(Source material)

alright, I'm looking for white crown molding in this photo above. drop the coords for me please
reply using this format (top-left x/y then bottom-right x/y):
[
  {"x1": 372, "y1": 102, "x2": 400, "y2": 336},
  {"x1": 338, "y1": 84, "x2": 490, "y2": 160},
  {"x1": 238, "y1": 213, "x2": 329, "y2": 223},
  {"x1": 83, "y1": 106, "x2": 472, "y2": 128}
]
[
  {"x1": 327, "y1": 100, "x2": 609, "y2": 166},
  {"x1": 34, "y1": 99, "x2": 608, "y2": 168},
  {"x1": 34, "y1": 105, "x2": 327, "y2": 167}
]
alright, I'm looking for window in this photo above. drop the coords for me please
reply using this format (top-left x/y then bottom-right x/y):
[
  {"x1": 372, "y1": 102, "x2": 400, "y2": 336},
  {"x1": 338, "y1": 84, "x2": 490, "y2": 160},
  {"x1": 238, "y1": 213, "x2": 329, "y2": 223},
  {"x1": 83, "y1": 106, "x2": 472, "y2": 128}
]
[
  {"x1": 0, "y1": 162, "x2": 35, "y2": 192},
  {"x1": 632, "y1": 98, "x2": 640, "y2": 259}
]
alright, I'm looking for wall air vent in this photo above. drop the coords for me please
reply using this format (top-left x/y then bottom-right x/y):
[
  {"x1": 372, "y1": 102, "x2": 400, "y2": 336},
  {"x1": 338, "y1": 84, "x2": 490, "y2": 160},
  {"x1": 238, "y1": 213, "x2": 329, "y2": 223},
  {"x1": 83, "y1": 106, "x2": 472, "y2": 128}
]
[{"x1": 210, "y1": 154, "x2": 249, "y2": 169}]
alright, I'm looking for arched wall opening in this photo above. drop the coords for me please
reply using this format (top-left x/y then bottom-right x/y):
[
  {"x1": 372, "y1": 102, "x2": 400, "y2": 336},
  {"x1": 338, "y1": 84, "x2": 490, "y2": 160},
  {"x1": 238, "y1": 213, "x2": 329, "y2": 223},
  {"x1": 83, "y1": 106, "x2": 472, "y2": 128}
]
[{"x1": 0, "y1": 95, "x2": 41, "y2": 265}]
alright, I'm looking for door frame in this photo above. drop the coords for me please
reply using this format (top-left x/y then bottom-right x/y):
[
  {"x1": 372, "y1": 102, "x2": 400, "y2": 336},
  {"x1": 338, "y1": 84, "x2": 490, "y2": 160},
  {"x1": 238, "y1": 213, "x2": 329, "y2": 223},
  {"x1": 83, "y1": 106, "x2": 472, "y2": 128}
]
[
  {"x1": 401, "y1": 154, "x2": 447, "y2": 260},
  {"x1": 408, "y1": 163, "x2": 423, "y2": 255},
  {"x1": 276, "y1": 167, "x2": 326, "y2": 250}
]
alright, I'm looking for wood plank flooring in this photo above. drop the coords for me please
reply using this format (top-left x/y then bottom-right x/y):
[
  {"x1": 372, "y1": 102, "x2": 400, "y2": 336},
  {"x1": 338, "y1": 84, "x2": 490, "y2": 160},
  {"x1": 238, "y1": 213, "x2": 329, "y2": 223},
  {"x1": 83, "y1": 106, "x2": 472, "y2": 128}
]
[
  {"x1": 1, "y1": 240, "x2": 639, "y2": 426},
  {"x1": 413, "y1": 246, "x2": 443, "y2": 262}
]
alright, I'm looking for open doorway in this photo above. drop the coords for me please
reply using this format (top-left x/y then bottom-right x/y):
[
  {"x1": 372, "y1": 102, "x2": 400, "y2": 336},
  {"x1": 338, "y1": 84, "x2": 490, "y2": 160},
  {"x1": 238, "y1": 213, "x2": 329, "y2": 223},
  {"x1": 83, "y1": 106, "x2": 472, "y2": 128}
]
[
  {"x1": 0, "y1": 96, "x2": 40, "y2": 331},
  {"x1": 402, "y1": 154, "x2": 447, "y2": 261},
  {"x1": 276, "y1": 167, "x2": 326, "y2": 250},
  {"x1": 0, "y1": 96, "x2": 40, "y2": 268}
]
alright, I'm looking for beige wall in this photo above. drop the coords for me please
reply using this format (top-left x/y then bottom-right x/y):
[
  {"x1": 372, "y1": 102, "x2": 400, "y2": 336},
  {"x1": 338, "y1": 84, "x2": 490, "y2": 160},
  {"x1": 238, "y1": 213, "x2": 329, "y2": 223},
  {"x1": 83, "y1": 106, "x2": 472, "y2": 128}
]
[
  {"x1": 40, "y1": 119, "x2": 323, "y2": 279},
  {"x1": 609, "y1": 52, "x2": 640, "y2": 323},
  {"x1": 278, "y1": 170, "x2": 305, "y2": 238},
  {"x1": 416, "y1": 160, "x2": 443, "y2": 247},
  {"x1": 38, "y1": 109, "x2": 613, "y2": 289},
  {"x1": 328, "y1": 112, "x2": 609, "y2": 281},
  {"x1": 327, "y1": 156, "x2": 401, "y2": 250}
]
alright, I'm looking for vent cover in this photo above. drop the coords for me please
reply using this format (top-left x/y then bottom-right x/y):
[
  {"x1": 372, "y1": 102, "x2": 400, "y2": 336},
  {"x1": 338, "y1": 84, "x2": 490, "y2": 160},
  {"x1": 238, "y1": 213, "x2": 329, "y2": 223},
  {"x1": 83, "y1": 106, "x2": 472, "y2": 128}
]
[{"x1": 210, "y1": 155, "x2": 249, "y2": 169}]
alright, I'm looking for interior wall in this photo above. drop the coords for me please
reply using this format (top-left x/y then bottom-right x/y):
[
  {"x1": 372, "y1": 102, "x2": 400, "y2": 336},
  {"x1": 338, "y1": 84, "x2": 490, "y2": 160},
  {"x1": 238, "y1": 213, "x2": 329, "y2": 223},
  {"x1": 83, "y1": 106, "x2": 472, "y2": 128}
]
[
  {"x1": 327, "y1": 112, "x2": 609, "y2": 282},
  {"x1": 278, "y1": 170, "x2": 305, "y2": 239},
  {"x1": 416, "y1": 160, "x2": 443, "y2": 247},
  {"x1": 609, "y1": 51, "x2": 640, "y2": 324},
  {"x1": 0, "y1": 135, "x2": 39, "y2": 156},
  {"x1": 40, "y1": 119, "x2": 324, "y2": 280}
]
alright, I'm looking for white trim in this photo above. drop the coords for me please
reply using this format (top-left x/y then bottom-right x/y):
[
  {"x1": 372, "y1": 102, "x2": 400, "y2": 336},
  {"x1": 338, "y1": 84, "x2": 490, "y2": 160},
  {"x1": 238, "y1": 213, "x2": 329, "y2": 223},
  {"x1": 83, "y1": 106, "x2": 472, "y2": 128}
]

(End Source material)

> What to produce: Reproduce exactly the line that contains "alright, I'm looking for vent" together with each line after it to the end of the entries; include no other lines.

> Written answer:
alright, I'm looking for vent cover in this photo above. drop the coords for me please
reply using this format (top-left x/y then bottom-right x/y):
[
  {"x1": 372, "y1": 102, "x2": 400, "y2": 336},
  {"x1": 338, "y1": 84, "x2": 490, "y2": 160},
  {"x1": 238, "y1": 213, "x2": 329, "y2": 223},
  {"x1": 83, "y1": 106, "x2": 472, "y2": 128}
]
[{"x1": 210, "y1": 155, "x2": 249, "y2": 169}]
alright, I'm looking for interior wall in this photo above. drop the coords for me please
reply using this format (top-left x/y then bottom-right x/y):
[
  {"x1": 372, "y1": 102, "x2": 400, "y2": 336},
  {"x1": 338, "y1": 84, "x2": 490, "y2": 160},
  {"x1": 238, "y1": 213, "x2": 329, "y2": 223},
  {"x1": 83, "y1": 106, "x2": 472, "y2": 128}
]
[
  {"x1": 327, "y1": 112, "x2": 609, "y2": 282},
  {"x1": 278, "y1": 170, "x2": 305, "y2": 239},
  {"x1": 416, "y1": 160, "x2": 443, "y2": 247},
  {"x1": 609, "y1": 51, "x2": 640, "y2": 324},
  {"x1": 0, "y1": 135, "x2": 39, "y2": 156},
  {"x1": 40, "y1": 119, "x2": 324, "y2": 280}
]
alright, I'm looking for white trim in this photo above. drop the coords for me please
reply using this format (top-left x/y then bottom-right x/y):
[
  {"x1": 372, "y1": 102, "x2": 400, "y2": 336},
  {"x1": 338, "y1": 84, "x2": 490, "y2": 160},
  {"x1": 238, "y1": 213, "x2": 329, "y2": 223},
  {"x1": 83, "y1": 106, "x2": 472, "y2": 128}
]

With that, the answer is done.